Yönergeler:
[1] Verilen metne göre Star Özgür Kadın birlikleri, Önderliğin fiziki olarak özgürleşmesini neden temel mücadele, yaşam ve savaş amacı olarak belirliyor? Metindeki gerekçeye dayanarak en fazla üç cümleyle açıklayın.
[2] Verilen metni iki cümleyle özetleyin.
[3] Verilen metindeki "Sistem karşıtı mücadele yürüten hareketler açısından ise toplum ve kadın kırımına karşı mücadele yürütmek varlık gerekçesidir." cümlesini İngilizceye çevirin.

Verilen Metin:
• • • •
Sömürgeci faşist sistemler özgürlük için savaşan halkları, cinsleri ve bireyleri kırımdan geçirmeyi ve bastırmayı vazgeçilmez hakları saymaktadır. Bunun içinde tüm boyutlarıyla askeri, siyasi, sosyal, kültürel, ekonomik, diplomatik ve psikolojik yöntemlerle savaşı bir bütünlük içinde yürütmektedirler. Aslında yüzyılı aşkındır yürütülen ve Kürtleri tarihten silmeyi ve özgür toplum olmaktan çıkarmayı hedefleyen savaş çok çelişkili ama çok ilişkili bir biçimde müttefikli yürütülen bir soykırım savaşıdır. Kürdistan ve Kürtler üzerindeki soykırım statüsü, kadın kırımı gerçekleştirilerek tüm toplumu kırıma uğratma politikası faşist sömürgeci sistemlerin ontolojik gerekçesidir. Sistem karşıtı mücadele yürüten hareketler açısından ise toplum ve kadın kırımına karşı mücadele yürütmek varlık gerekçesidir. YJA STAR (Star Özgür Kadın birlikleri) kadını ve erkeği sınıfsal-milliyetçi ve cinsiyetçi bakış açılarını en köklü yanlarıyla sorgulayan, kadın özgürlük probleminin çözümünü Kürdistan özgürlük sorunsallığının çözümlenmesinde temel çelişki olarak gören kadın gerilla örgütüdür. Star özgür kadın birlikleri, Kürdistan’ın ve kadınların özgürlüğünün ise tüm değerlerimizin bileşkesi olan Önderliğimizin fiziki olarak özgürleşmesinden geçtiği bilinciyle Önderlikle kadın yoldaşlığının gereği olarak bunu temel mücadele, yaşam ve savaş amacı olarak belirler.
Kadının tarihi onurluluğunu ve sorumluluğunu belirleyen kadın gerillacılığı ve onun örgütsel kimliği YJA STAR’la Önderliğimiz Kürt kadınının özgürlük hareketine ve onun savunma güçlerine ihtiyacı olan öz örgütlenmeyi ve özgür kadın gerillacılığının nasıl yürütüleceğinin perspektifini verdi. Önderliğimiz tarafından verilen bu perspektif sömürgeciliğe ve her türden egemenlikli yaklaşımlara karşı mücadele de temel özgürlük perspektifi niteliğini taşımaktadır.
• • • •
Çıkarılan Bilgiler:

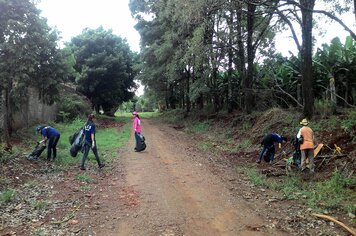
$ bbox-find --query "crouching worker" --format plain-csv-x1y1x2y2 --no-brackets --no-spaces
257,133,287,163
80,114,105,170
36,125,61,161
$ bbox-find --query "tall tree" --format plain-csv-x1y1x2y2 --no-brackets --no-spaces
0,0,68,146
67,27,138,115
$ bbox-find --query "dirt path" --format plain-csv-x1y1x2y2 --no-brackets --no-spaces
72,120,287,236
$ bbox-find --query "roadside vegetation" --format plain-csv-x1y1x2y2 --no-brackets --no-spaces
160,108,356,219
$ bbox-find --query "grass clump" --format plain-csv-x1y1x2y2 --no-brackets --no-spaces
31,200,49,210
305,170,356,209
188,121,210,133
242,168,356,214
75,174,94,183
0,189,16,203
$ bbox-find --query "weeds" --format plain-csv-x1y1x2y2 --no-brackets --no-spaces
243,168,356,214
243,168,269,188
0,189,16,203
188,121,210,133
75,174,93,183
31,200,49,210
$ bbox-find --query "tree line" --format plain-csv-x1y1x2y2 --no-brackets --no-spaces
130,0,356,118
0,0,139,146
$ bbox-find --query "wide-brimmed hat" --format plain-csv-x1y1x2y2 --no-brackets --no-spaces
300,119,309,125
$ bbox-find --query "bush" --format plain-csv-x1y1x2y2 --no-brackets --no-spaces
57,93,91,122
314,99,335,118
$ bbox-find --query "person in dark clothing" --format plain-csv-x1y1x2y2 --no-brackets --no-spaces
36,125,61,161
80,114,105,170
257,133,287,163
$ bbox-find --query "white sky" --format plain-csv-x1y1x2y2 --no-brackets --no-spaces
37,0,356,95
37,0,144,96
37,0,140,52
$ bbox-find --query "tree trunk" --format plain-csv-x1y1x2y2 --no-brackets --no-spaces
300,0,315,118
235,2,246,110
243,3,256,114
185,70,191,112
227,5,234,113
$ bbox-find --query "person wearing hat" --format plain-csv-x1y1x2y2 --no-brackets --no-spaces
297,119,314,174
132,111,142,152
36,125,61,161
257,133,287,163
80,114,105,170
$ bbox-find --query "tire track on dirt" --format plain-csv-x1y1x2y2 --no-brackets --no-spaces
116,120,290,235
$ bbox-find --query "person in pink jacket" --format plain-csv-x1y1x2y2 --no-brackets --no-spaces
132,111,142,152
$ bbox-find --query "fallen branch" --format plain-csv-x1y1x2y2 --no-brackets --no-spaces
51,203,84,225
312,213,356,236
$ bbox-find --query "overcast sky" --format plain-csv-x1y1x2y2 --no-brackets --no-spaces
37,0,140,52
38,0,356,56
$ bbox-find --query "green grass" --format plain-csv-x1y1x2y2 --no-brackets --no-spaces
187,121,210,133
239,168,356,214
31,200,49,210
28,117,131,170
75,174,94,183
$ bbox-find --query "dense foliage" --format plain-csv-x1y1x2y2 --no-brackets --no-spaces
130,0,356,117
0,0,73,144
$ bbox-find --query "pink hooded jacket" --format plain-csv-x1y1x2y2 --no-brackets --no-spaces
133,116,142,133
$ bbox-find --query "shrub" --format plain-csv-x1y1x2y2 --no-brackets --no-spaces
57,93,91,122
314,99,334,118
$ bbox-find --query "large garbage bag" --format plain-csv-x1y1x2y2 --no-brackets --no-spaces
27,142,46,160
69,129,84,157
135,134,146,152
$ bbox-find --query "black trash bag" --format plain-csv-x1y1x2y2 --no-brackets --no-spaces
27,142,46,161
263,148,272,162
69,129,85,157
291,136,303,168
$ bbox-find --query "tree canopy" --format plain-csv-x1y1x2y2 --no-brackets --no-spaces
130,0,355,117
0,0,71,144
67,27,138,115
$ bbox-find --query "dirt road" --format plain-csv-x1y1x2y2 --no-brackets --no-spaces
72,120,287,236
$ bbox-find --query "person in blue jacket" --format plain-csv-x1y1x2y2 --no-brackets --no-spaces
80,114,105,170
257,133,287,163
36,125,61,161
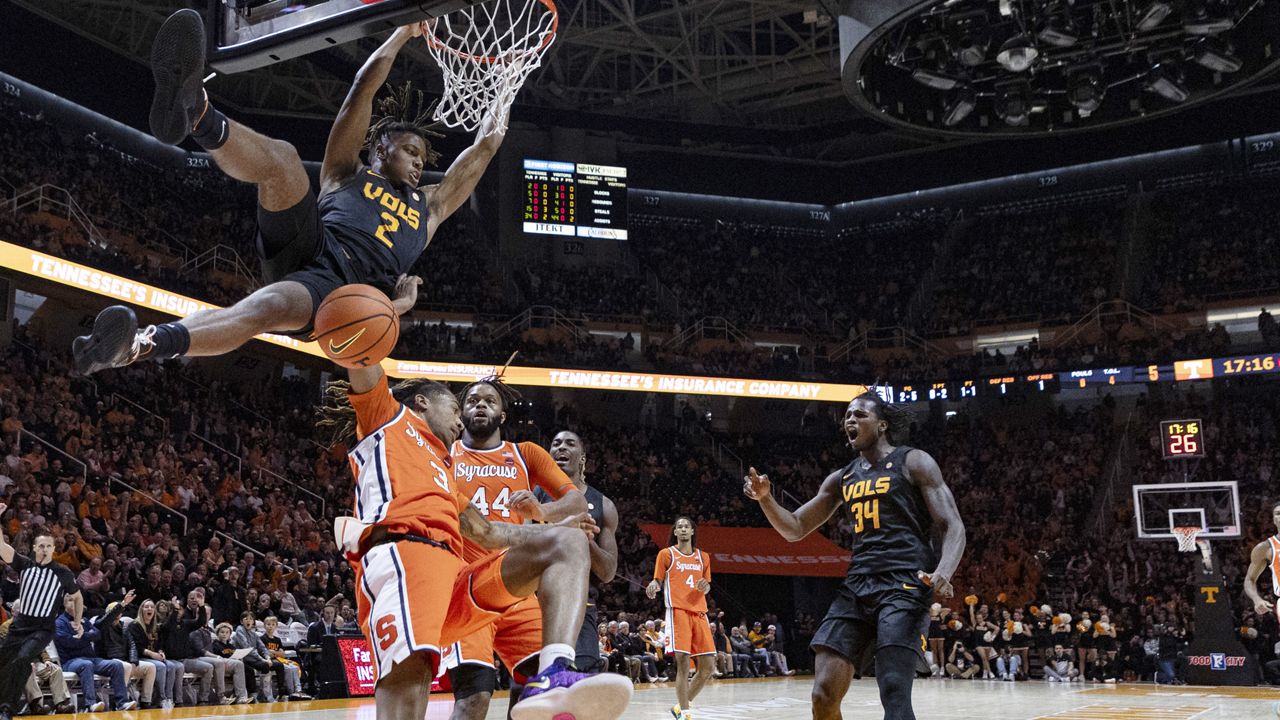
• • • •
Yanıtlar:
[1] Metne göre Star Özgür Kadın birlikleri, Kürdistan'ın ve kadınların özgürlüğünün, tüm değerlerin bileşkesi sayılan Önderliğin fiziki olarak özgürleşmesinden geçtiği bilincini taşır. Bu amacı, Önderlikle kadın yoldaşlığının bir gereği olarak da belirler.

[2] Metne göre sömürgeci faşist sistemler, Kürtleri tarihten silmeyi hedefleyen ve kadın kırımı yoluyla tüm toplumu kırıma uğratmaya yönelen bir soykırım savaşını askeri, siyasi, sosyal, kültürel, ekonomik, diplomatik ve psikolojik yöntemlerle bir bütün hâlinde yürütmektedir. YJA STAR ise kadın özgürlük sorununun çözümünü Kürdistan özgürlük sorununun çözümünde temel çelişki olarak gören bir kadın gerilla örgütüdür ve metin, Önderliğin verdiği perspektifin bu örgütlenmeye ve sömürgeciliğe karşı mücadeleye yön verdiğini belirtir.

[3] For movements waging a struggle against the system, on the other hand, waging a struggle against the massacre of society and of women is their reason for existence.